YOUR OBJECTIVE:
Report how many lines of the data below contain the string "white", counting only matches with the same case. Give only the number.

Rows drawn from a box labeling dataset
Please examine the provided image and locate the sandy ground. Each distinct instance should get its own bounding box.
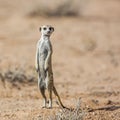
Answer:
[0,0,120,120]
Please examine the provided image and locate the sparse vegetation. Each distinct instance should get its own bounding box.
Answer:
[49,99,84,120]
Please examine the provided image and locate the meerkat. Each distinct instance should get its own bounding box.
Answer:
[35,25,65,108]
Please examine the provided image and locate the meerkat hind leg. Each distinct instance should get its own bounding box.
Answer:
[39,82,47,108]
[53,86,65,108]
[48,89,52,109]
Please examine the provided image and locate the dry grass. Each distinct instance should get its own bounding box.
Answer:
[27,0,79,17]
[0,68,37,86]
[48,99,84,120]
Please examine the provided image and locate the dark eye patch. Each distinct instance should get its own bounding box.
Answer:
[49,27,52,31]
[43,27,47,30]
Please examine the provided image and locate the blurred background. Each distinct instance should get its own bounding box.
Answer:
[0,0,120,120]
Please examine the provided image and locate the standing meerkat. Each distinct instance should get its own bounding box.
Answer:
[35,25,65,108]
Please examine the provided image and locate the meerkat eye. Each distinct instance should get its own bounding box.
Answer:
[49,27,52,31]
[43,27,47,30]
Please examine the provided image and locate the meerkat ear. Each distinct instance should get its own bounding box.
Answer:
[52,27,54,32]
[39,27,42,32]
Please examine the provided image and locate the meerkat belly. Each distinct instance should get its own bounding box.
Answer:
[39,50,48,69]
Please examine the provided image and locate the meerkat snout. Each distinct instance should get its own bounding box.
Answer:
[39,25,54,36]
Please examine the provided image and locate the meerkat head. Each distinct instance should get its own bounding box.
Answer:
[39,25,54,36]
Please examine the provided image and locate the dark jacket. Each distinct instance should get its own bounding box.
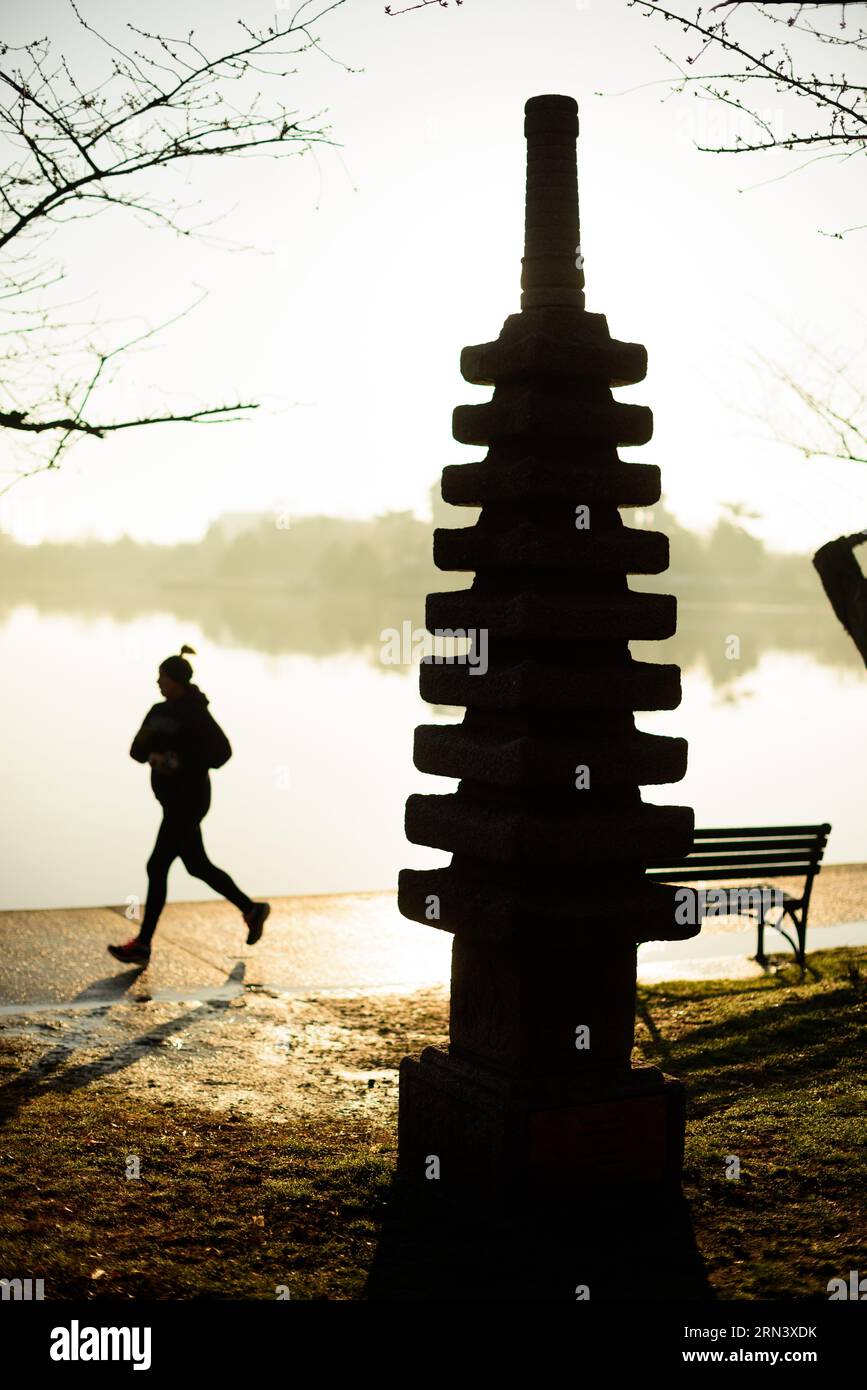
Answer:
[813,531,867,666]
[129,685,232,806]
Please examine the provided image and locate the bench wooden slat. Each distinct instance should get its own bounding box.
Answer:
[653,849,817,873]
[680,835,823,859]
[647,863,821,883]
[686,821,831,840]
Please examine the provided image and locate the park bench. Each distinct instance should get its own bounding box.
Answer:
[647,824,831,965]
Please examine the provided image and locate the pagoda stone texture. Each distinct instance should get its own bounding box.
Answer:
[399,96,699,1201]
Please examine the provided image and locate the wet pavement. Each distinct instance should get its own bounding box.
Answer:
[0,874,867,1123]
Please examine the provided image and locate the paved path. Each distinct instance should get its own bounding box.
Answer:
[0,894,867,1133]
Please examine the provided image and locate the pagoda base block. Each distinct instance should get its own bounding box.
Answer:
[397,1048,685,1219]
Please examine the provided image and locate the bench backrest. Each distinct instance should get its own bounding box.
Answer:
[647,824,831,883]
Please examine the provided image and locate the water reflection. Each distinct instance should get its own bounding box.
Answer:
[0,581,863,701]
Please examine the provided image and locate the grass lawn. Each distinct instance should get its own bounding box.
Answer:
[0,949,867,1300]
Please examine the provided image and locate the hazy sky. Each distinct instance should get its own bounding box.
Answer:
[0,0,867,548]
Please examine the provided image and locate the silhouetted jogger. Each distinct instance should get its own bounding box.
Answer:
[108,646,271,965]
[813,531,867,666]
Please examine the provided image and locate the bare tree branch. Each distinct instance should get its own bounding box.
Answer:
[0,0,353,488]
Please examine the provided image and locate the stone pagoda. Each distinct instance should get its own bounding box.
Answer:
[399,96,699,1202]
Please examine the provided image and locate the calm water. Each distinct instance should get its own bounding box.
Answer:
[0,591,867,908]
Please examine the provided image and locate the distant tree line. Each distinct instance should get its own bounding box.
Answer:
[0,496,821,600]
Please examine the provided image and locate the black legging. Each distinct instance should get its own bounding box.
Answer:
[139,788,253,945]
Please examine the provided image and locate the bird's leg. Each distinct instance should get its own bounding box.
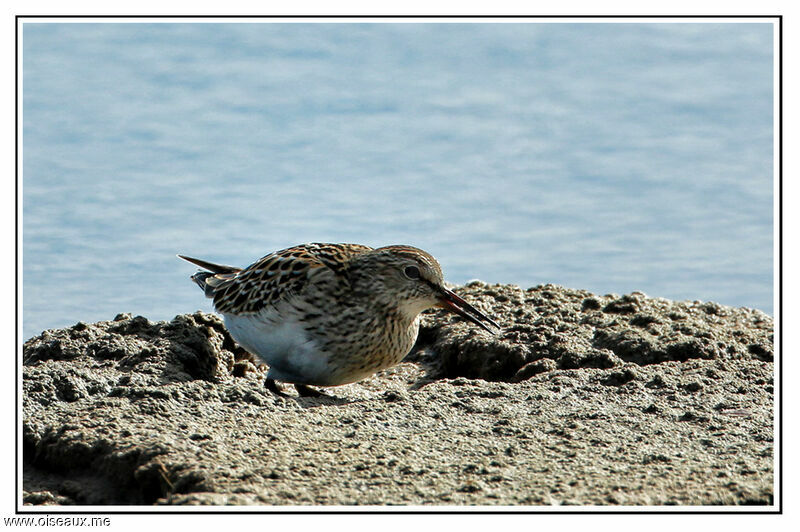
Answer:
[264,378,289,397]
[294,384,330,397]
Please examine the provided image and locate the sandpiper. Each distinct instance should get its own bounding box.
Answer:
[178,243,500,396]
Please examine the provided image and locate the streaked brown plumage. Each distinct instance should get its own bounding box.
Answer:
[179,243,499,395]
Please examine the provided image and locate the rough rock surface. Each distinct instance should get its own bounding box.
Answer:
[22,283,774,505]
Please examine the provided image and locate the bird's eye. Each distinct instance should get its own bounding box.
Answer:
[403,266,419,280]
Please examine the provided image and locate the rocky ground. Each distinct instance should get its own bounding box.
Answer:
[22,283,774,506]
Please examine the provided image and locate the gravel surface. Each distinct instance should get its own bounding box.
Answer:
[23,282,774,506]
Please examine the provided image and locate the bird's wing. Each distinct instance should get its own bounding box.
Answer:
[206,243,372,314]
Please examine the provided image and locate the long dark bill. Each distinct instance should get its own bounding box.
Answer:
[441,287,500,334]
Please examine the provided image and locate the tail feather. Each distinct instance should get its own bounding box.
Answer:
[178,255,242,298]
[178,255,242,273]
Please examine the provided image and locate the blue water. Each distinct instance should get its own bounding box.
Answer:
[21,23,774,338]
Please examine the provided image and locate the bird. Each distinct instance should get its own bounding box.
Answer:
[178,242,500,397]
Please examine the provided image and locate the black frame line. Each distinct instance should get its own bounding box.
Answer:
[14,14,784,516]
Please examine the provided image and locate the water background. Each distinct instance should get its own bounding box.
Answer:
[21,22,774,338]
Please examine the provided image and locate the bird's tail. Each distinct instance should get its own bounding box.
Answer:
[178,255,242,298]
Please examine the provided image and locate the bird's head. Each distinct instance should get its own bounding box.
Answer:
[351,246,500,334]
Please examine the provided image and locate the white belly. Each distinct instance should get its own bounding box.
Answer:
[223,311,330,385]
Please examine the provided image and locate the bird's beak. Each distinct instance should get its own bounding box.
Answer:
[439,287,500,334]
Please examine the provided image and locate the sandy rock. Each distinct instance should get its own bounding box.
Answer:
[23,283,774,505]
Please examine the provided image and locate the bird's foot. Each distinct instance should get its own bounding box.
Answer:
[294,384,332,397]
[264,379,289,397]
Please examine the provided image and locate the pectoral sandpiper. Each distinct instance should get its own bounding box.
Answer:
[178,244,499,395]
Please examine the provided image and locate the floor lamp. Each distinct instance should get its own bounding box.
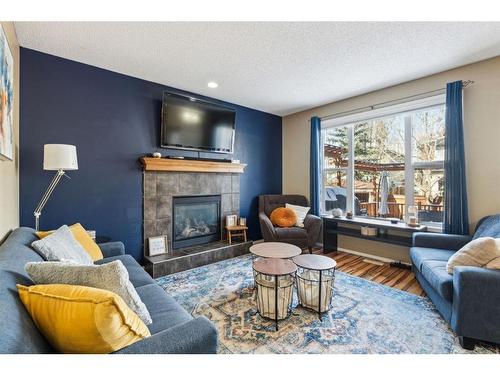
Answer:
[34,144,78,231]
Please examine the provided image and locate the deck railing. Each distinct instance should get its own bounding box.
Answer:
[360,202,443,219]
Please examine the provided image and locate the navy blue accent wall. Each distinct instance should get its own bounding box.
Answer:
[20,48,282,259]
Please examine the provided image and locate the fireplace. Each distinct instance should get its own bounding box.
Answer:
[172,195,221,249]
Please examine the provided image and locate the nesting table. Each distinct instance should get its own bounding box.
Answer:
[250,242,302,259]
[252,258,297,331]
[250,242,337,330]
[293,254,337,320]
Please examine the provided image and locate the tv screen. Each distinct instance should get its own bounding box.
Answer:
[161,92,236,154]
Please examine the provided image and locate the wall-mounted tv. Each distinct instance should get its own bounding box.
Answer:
[161,92,236,154]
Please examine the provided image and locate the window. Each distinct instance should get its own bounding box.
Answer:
[322,95,445,228]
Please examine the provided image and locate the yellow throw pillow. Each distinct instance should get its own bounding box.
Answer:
[36,223,103,262]
[17,284,151,354]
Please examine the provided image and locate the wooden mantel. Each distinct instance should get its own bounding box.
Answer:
[141,157,247,173]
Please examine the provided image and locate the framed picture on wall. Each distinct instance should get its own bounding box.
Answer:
[148,236,168,257]
[0,26,14,160]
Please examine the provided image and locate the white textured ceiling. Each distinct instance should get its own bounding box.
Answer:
[15,22,500,115]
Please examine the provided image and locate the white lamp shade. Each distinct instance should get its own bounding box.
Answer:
[43,144,78,171]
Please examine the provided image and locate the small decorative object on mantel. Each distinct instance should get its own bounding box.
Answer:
[406,206,418,227]
[148,236,168,257]
[361,226,378,237]
[87,230,96,242]
[226,215,238,227]
[332,208,342,217]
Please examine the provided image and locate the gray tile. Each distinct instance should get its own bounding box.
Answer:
[195,173,219,195]
[144,220,156,240]
[156,194,172,219]
[231,173,240,193]
[144,197,156,220]
[144,172,156,198]
[231,194,240,216]
[217,173,232,194]
[179,173,202,195]
[156,218,172,236]
[156,172,179,196]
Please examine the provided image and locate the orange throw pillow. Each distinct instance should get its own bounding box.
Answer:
[270,207,297,228]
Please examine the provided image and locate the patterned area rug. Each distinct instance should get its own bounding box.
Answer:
[157,255,499,353]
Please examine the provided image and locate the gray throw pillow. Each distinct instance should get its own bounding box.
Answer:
[446,237,500,274]
[31,225,94,265]
[25,260,152,324]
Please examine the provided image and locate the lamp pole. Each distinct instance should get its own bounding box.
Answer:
[34,169,70,231]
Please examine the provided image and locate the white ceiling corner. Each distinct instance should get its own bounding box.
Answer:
[15,22,500,115]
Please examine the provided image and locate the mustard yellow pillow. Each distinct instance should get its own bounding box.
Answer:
[17,284,151,354]
[36,223,103,262]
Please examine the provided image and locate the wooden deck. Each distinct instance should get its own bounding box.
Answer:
[315,249,425,296]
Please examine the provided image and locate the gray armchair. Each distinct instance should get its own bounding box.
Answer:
[259,195,322,253]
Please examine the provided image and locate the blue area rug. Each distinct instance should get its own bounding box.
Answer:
[157,255,498,353]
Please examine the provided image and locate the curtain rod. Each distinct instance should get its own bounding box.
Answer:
[320,80,474,120]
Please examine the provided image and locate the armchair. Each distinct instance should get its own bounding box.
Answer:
[259,195,322,253]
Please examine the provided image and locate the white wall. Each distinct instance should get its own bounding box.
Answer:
[283,57,500,261]
[0,22,19,242]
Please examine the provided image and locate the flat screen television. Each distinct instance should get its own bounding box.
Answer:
[161,92,236,154]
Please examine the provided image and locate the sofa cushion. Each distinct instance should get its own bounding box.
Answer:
[275,227,307,240]
[137,283,193,334]
[446,237,500,274]
[26,260,151,324]
[36,223,103,262]
[31,225,92,265]
[95,254,155,288]
[0,228,54,353]
[473,215,500,240]
[410,247,455,272]
[17,284,151,354]
[420,260,453,302]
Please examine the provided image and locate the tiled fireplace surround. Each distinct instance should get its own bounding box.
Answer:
[144,171,240,253]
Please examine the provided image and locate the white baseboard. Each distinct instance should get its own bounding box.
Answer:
[337,247,410,266]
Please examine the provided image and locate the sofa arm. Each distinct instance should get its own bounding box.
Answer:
[259,212,276,241]
[304,214,323,246]
[451,266,500,343]
[97,241,125,258]
[114,316,218,354]
[412,233,472,250]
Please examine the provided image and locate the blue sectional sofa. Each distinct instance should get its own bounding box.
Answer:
[0,228,217,354]
[410,215,500,349]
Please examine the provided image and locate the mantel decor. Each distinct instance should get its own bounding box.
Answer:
[140,157,246,173]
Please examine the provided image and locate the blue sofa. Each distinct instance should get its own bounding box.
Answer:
[410,215,500,349]
[0,228,217,354]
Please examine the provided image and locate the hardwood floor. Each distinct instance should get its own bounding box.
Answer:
[315,250,425,296]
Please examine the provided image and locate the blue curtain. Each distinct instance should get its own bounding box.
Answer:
[309,117,321,215]
[444,81,469,234]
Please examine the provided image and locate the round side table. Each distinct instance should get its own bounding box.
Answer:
[252,258,297,331]
[293,254,337,320]
[250,242,302,259]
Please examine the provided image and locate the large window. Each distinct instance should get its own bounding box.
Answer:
[322,96,445,228]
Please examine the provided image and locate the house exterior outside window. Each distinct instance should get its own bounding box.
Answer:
[321,95,445,230]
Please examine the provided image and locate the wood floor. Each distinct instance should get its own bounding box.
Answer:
[315,250,425,296]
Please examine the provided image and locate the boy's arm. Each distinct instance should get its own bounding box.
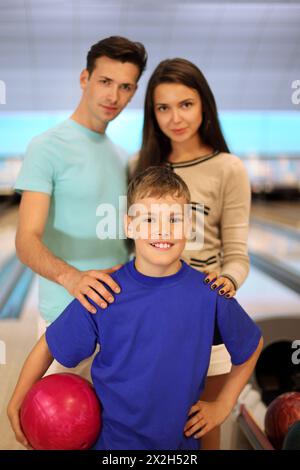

CORRECT ANSWER:
6